Détails de la tâche =>
Relevez, s'il vous plaît, tous les experts nommés dans le texte ci-dessous comme membres de l'équipe ayant accompagné Reeves, avec la fonction donnée pour chacun.

Texte affiché =>

╔══

Rana Gohar, Lundi, 05 octobre 2015

La tombe de Toutankhamon cacherait-elle celle de la reine Néfertiti ? Une question sur laquelle les experts se penchent en réponse à une étude de l’égyptologue anglais Nicholas Reeves.

Néfertiti au centre de l’enquête

Il semble que la large polémique récemment suscitée à propos de la tombe de Néfertiti ne soit pas sur le point de se terminer avec les fouilles et investigations qui se sont déroulées sur deux jours dans la Vallée des rois à Louqsor par l’égyptologue britannique Nicolas Reeves, en présence du ministre égyptien des Antiquités, Mamdouh Al-Damati, et d’une équipe d’experts.

Reeves est l’égyptologue qui a avancé l’hypothèse de l’existence d’une chambre secrète derrière le mur nord du tombeau du jeune pharaon Toutankhamon, où reposerait la sépulture de la belle Néfertiti. L’équipe d’experts, qui a accompagné Reeves, est formée de grands noms du monde de l’égyptologie, tels que Dr Mohamad Saleh, membre du comité permanent des antiquités auprès du ministère des Antiquités, Dr Khaled Al-Anani, responsable du musée de la Civilisation et Dr Mahmoud Afifi, directeur du secteur des Antiquités égyptiennes.

╚══

Lignes =>
╔══

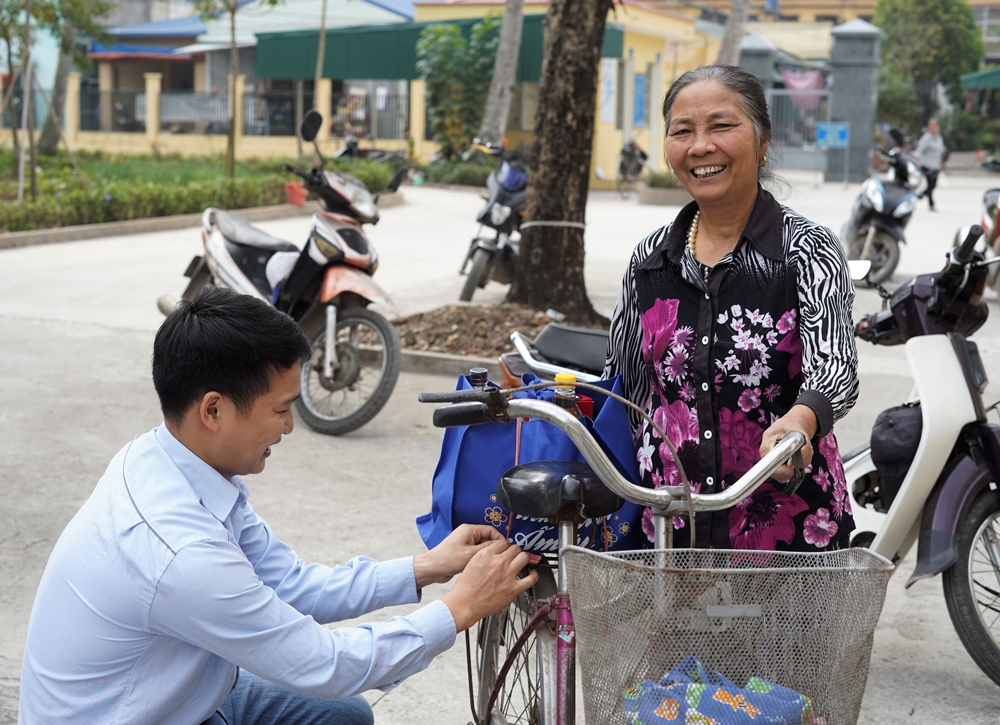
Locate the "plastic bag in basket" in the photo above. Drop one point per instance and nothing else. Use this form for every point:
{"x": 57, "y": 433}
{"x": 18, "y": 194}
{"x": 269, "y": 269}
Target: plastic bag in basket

╚══

Solution du problème =>
- Dr Mohamad Saleh, membre du comité permanent des antiquités auprès du ministère des Antiquités
- Dr Khaled Al-Anani, responsable du musée de la Civilisation
- Dr Mahmoud Afifi, directeur du secteur des Antiquités égyptiennes